TEXTE DU DOCUMENT =
•••

Quant à savoir si cette tradition techno-utopique est aussi ancrée dans l’industrie technologique aujourd’hui qu’elle ne l’a été par le passé, cela varie selon l’entreprise. À certains égards, Apple est très cynique. La marque commercialise sans arrêt des idées utopiques. Elle commercialise ses produits comme étant des outils de transformation utopique et ce, dans un esprit de contre-culture. Dès la naissance de l’entreprise, Apple a repris toute une série d’emblèmes de la contre-culture. Dans d’autres entreprises, en revanche, c’est sincère. J’ai récemment passé beaucoup de temps chez Facebook, et ils veulent sincèrement construire ce que Mark Zuckerberg appelle un monde plus connecté. Je ne saurais pas dire si leurs pratiques correspondent à leurs convictions. Il y a environ une dizaine d’années, j’ai passé beaucoup de temps chez Google. Ce que j’y ai observé est une boucle intéressante. Celle-ci commençait par : « Ne soyez pas malveillants. » La question se posait alors de savoir : « D’accord, qu’est-ce qui est bien? » L’information donne aux individus des moyens pour agir, elle les autonomise. Il est donc bon de fournir de l’information. Qui fournit cette information ? Ah d’accord, c’est Google qui la fournit. Donc vous vous retrouvez avec cette boucle, où ce qui est bon pour les individus est bon pour Google, et vice versa. C’est un espace difficile à vivre. L’élan pour sauver le monde est tout à fait sincère, mais les gens ont tendance à confondre cet élan avec celui qui consiste à faire le bien de l’entreprise. C’est une vieille tradition protestante.

•••

CONSIGNES =
1. Dans le texte sur la tradition techno-utopique, par quelle phrase commençait la boucle observée chez Google ?
2. Redimensionnez le passage des entrées allant de la ligne contenant « If you could mark the hillside » jusqu'à la fin des entrées. Reproduisez ces lignes, demandes comprises, en multipliant chaque coordonnée des réponses par 0,95 et en arrondissant à l'entier le plus proche, les demis vers le haut.
Le texte et les entrées n'ont aucun rapport entre eux.

[Extraits de données de pointage]
•••

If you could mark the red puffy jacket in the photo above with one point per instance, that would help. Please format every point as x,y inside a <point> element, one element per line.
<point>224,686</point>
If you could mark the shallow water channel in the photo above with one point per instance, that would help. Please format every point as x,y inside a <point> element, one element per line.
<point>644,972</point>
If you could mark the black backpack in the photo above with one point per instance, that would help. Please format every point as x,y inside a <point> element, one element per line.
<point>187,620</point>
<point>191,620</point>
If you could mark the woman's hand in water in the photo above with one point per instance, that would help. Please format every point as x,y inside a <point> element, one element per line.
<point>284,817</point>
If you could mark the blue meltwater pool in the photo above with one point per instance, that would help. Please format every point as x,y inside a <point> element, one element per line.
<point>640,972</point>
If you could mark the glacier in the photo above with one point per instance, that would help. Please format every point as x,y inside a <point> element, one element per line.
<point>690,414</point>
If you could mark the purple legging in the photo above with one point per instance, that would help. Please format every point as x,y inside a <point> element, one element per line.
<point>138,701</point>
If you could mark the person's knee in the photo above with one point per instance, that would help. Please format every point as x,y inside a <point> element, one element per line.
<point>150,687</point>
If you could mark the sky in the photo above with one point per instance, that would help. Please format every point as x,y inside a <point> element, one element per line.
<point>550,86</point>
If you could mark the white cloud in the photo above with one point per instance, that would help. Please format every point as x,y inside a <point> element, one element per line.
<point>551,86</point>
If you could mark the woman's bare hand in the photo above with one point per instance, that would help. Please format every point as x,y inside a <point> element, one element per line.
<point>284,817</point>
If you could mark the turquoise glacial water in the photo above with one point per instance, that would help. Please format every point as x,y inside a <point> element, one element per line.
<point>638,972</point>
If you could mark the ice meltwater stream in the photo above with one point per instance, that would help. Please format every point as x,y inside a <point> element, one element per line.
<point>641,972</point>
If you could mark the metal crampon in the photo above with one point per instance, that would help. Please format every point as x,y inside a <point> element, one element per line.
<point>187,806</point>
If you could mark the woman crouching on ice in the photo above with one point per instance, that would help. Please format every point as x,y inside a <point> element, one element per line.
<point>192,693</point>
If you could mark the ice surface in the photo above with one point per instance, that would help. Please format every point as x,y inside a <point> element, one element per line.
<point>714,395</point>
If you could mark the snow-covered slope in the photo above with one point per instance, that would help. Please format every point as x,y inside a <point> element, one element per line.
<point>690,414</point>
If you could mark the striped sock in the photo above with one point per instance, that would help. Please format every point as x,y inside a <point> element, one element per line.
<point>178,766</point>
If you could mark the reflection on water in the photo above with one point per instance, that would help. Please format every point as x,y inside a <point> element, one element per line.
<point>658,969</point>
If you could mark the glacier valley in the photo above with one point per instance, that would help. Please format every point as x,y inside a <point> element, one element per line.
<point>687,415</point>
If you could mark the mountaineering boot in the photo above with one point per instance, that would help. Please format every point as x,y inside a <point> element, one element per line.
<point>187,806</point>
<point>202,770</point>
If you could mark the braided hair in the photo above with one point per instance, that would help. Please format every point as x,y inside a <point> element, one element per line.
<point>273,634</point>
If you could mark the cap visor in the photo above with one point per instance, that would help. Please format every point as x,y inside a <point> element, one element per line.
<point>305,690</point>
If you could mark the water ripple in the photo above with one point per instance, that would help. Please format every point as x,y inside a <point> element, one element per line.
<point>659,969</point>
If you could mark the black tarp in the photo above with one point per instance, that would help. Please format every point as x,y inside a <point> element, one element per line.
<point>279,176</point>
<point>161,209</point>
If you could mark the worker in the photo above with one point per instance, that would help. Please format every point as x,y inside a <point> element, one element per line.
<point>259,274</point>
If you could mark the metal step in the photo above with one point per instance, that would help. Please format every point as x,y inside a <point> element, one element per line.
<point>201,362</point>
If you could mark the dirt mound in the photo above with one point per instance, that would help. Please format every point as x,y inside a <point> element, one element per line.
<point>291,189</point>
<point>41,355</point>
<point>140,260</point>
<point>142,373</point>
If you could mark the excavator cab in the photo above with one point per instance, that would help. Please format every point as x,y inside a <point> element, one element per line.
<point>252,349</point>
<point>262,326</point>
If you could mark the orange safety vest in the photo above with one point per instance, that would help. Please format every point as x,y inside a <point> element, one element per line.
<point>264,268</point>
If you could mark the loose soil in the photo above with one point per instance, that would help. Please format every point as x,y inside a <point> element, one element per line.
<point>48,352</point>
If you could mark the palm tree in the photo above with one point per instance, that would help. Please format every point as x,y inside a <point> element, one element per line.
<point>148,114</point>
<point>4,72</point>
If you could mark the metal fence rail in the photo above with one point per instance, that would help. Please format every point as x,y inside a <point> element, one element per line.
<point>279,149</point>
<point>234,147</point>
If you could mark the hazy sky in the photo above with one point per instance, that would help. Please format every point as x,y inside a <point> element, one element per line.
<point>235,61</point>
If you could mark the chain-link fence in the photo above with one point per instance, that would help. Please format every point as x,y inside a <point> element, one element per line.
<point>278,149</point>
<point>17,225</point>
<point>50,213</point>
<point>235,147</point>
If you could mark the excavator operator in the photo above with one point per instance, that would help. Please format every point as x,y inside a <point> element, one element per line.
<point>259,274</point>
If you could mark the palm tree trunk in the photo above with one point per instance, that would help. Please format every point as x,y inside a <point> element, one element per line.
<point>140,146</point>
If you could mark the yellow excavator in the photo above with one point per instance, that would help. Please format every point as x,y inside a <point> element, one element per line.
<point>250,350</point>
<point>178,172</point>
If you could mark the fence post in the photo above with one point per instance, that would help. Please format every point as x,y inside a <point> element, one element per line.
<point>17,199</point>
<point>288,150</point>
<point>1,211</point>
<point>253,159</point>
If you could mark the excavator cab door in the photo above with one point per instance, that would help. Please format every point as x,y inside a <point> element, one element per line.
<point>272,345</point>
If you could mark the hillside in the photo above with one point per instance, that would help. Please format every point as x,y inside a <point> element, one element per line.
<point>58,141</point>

•••

RÉSULTATS PAR TÂCHE =
1. « Ne soyez pas malveillants. »

2.
If you could mark the hillside in the photo above with one point per instance, that would help. Please format every point as x,y inside a <point> element, one element per line.
<point>55,134</point>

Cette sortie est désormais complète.